WORK REQUIRED>
Extract the full listing below without altering a single character.

= Beginning of Section =

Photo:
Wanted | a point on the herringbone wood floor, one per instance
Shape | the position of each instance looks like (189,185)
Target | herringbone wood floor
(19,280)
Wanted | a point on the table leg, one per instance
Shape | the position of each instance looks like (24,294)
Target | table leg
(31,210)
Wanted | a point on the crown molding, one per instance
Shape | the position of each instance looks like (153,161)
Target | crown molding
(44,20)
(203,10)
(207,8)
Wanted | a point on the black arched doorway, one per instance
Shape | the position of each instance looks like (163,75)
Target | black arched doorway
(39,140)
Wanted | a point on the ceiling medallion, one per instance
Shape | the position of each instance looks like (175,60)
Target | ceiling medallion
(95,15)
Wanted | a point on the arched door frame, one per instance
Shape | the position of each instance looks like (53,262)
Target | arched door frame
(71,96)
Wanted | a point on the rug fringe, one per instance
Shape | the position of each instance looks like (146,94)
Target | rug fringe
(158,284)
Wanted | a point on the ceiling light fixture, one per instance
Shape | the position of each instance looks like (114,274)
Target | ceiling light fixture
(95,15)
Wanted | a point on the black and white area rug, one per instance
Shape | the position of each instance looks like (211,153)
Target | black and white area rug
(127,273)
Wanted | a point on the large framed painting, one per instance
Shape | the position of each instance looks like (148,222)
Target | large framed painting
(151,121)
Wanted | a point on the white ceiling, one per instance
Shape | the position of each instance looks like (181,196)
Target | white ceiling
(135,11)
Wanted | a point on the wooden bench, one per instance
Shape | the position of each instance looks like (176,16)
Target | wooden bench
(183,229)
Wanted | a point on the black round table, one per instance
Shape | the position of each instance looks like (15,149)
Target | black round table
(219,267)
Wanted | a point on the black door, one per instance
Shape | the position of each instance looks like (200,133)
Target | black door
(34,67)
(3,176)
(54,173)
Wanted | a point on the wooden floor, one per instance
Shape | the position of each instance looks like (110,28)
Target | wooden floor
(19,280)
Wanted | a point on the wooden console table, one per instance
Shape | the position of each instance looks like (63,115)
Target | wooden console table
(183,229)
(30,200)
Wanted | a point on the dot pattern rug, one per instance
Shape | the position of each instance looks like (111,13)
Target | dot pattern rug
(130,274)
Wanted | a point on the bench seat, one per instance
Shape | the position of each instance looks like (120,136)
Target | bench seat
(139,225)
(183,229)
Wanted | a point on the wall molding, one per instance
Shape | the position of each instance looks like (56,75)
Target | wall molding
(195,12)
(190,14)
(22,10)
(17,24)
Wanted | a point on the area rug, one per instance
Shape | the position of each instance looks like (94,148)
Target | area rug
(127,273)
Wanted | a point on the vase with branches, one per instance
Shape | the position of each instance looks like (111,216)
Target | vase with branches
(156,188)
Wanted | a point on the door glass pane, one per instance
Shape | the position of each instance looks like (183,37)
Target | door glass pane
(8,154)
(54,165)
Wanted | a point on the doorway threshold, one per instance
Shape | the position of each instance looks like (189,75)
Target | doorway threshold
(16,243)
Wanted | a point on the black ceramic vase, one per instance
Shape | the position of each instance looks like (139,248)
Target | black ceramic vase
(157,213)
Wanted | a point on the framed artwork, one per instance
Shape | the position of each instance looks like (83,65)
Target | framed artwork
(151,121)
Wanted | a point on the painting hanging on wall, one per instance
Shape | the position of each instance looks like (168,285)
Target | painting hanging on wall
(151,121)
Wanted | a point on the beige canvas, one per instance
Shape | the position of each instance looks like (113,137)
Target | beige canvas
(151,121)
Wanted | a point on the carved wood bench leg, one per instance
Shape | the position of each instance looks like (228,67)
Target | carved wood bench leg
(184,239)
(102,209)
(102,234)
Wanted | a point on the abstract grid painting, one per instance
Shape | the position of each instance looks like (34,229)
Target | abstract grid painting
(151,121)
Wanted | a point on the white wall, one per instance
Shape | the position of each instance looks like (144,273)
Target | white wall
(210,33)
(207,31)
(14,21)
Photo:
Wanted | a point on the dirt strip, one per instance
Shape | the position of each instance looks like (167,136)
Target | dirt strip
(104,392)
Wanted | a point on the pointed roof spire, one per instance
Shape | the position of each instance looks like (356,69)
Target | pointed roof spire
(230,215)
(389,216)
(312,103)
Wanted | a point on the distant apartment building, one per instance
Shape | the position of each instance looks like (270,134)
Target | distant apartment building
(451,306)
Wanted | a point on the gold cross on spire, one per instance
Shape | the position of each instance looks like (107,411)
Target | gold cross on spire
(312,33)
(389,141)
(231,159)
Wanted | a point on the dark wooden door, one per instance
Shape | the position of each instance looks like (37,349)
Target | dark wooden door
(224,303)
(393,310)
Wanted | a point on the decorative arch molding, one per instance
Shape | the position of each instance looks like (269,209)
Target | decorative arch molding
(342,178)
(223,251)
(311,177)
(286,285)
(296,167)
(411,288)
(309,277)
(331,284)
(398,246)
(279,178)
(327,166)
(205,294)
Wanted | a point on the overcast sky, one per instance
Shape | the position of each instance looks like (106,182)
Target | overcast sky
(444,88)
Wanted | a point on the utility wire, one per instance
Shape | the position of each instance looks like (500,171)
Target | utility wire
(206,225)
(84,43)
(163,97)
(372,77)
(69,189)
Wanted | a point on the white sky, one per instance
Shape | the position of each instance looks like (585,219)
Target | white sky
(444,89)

= End of Section =

TASK ANSWER>
Photo:
Wanted | a point on the herringbone wood floor, one per instance
Shape | the position of each instance looks like (189,185)
Target | herringbone wood floor
(19,280)
Wanted | a point on the table leg, one per instance
Shape | the position of each instance looks like (24,294)
Target | table leg
(31,210)
Wanted | a point on the crown molding, one per instance
Shape | the position of each instance looks like (153,161)
Target | crown molding
(44,20)
(203,10)
(207,8)
Wanted | a point on the black arched doorway, one per instance
Shape | the position of each instance looks like (163,75)
Target | black arched doorway
(39,140)
Wanted | a point on the ceiling medallion, one per instance
Shape | the position of each instance looks like (175,60)
Target | ceiling medallion
(95,15)
Wanted | a point on the arched door frame, one per instance
Shape | the position of each instance looks like (53,262)
Target | arched door frame
(71,96)
Wanted | a point on the rug fringe, one per instance
Shape | the position of each instance looks like (146,94)
Target | rug fringe
(158,284)
Wanted | a point on the ceiling light fixture, one per instance
Shape | the position of each instance looks like (114,274)
Target | ceiling light fixture
(95,15)
Wanted | a point on the black and white area rug, one per instance
Shape | the position of each instance looks like (211,153)
Target | black and white area rug
(127,273)
Wanted | a point on the large framed painting, one per instance
Shape | the position of each instance looks like (148,222)
Target | large framed painting
(151,121)
Wanted | a point on the white ceiling, one per instance
Shape | the position of each instance looks like (181,196)
Target | white ceiling
(135,11)
Wanted | a point on the wooden bench, one per instance
Shape | the position of each instance looks like (176,16)
Target | wooden bench
(183,229)
Wanted | a point on the black round table, one per instance
Shape | the position of each instance looks like (15,149)
Target | black round table
(219,267)
Wanted | a point on the black door, one per instance
Shape | the position of each instance looks like (200,133)
Target | black door
(34,67)
(3,176)
(54,173)
Wanted | a point on the wooden floor, one per instance
Shape | the position of each instance looks like (110,28)
Target | wooden floor
(19,280)
Wanted | a point on the wooden console table, one per instance
Shape | the position of each instance looks like (63,115)
Target | wooden console table
(183,229)
(30,200)
Wanted | a point on the dot pattern rug, one per instance
Shape | the position of each instance looks like (111,13)
Target | dot pattern rug
(130,274)
Wanted | a point on the bench seat, one per instance
Shape | the position of each instance looks like (120,136)
Target | bench seat
(139,225)
(183,229)
Wanted | a point on the wall molding, one per instance
Shape | the position of each instance looks like (56,75)
Target | wall molding
(195,12)
(190,14)
(22,10)
(17,24)
Wanted | a point on the area rug, one per instance
Shape | the position of each instance looks like (94,148)
Target | area rug
(127,273)
Wanted | a point on the vase with branches, one per instance
Shape | the position of each instance looks like (111,216)
Target | vase with branches
(156,188)
Wanted | a point on the door glass pane, one per instance
Shape | the position of each instance looks like (183,37)
Target | door glass pane
(8,154)
(54,165)
Wanted | a point on the doorway threshold, one per instance
Shape | the position of each instance looks like (189,75)
Target | doorway threshold
(16,243)
Wanted | a point on the black ceramic vase, one per instance
Shape | the position of each instance looks like (139,248)
Target | black ceramic vase
(157,213)
Wanted | a point on the framed artwork, one per instance
Shape | the position of each instance looks like (83,65)
Target | framed artwork
(151,121)
Wanted | a point on the painting hanging on wall, one per instance
Shape | the position of each instance looks like (168,285)
Target | painting hanging on wall
(151,121)
Wanted | a point on the beige canvas, one per instance
Shape | the position of each instance looks like (113,137)
Target | beige canvas
(151,121)
Wanted | a point on the carved wood bench leg, one per instance
Shape | the position of each instance looks like (228,67)
Target | carved wood bench leg
(184,239)
(102,209)
(102,234)
Wanted | a point on the abstract grid painting, one per instance
Shape | the position of each instance looks like (34,229)
Target | abstract grid painting
(151,121)
Wanted | a point on the white wall, one per instance
Shape | the position of each instance looks like (144,273)
Target | white wall
(210,33)
(207,31)
(14,21)
Photo:
Wanted | a point on the dirt strip, one per instance
Shape | the position of each instance looks like (167,136)
Target | dirt strip
(104,392)
Wanted | a point on the pointed roof spire, one per instance
Shape | the position of each instance looks like (356,69)
Target | pointed roof spire
(230,215)
(389,216)
(312,103)
Wanted | a point on the distant apartment building, one per instance
Shape | the position of each instance looks like (270,134)
Target | distant apartment building
(451,306)
Wanted | a point on the gold cross on spire, one per instance
Shape | the position of each instance looks like (107,411)
Target | gold cross on spire
(312,33)
(389,141)
(231,159)
Wanted | a point on the dark wooden door, one per instance
Shape | the position of each instance looks like (37,349)
Target | dark wooden door
(224,303)
(393,310)
Wanted | a point on the decorative arch molding, one per instance
Shape | the position of each instance looks like (269,209)
Target | decorative arch molding
(342,178)
(223,251)
(311,177)
(286,285)
(296,167)
(411,288)
(309,277)
(331,284)
(398,246)
(279,178)
(327,166)
(205,294)
Wanted | a point on the overcast sky, one per instance
Shape | the position of each instance looks like (106,182)
Target | overcast sky
(444,88)
Wanted | a point on the utility wire, one per instance
Shape | the position of each instance looks like (500,171)
Target | utility wire
(206,225)
(84,43)
(163,97)
(372,77)
(69,189)
Wanted | a point on the white sky, one per instance
Shape | the position of each instance looks like (585,219)
Target | white sky
(444,89)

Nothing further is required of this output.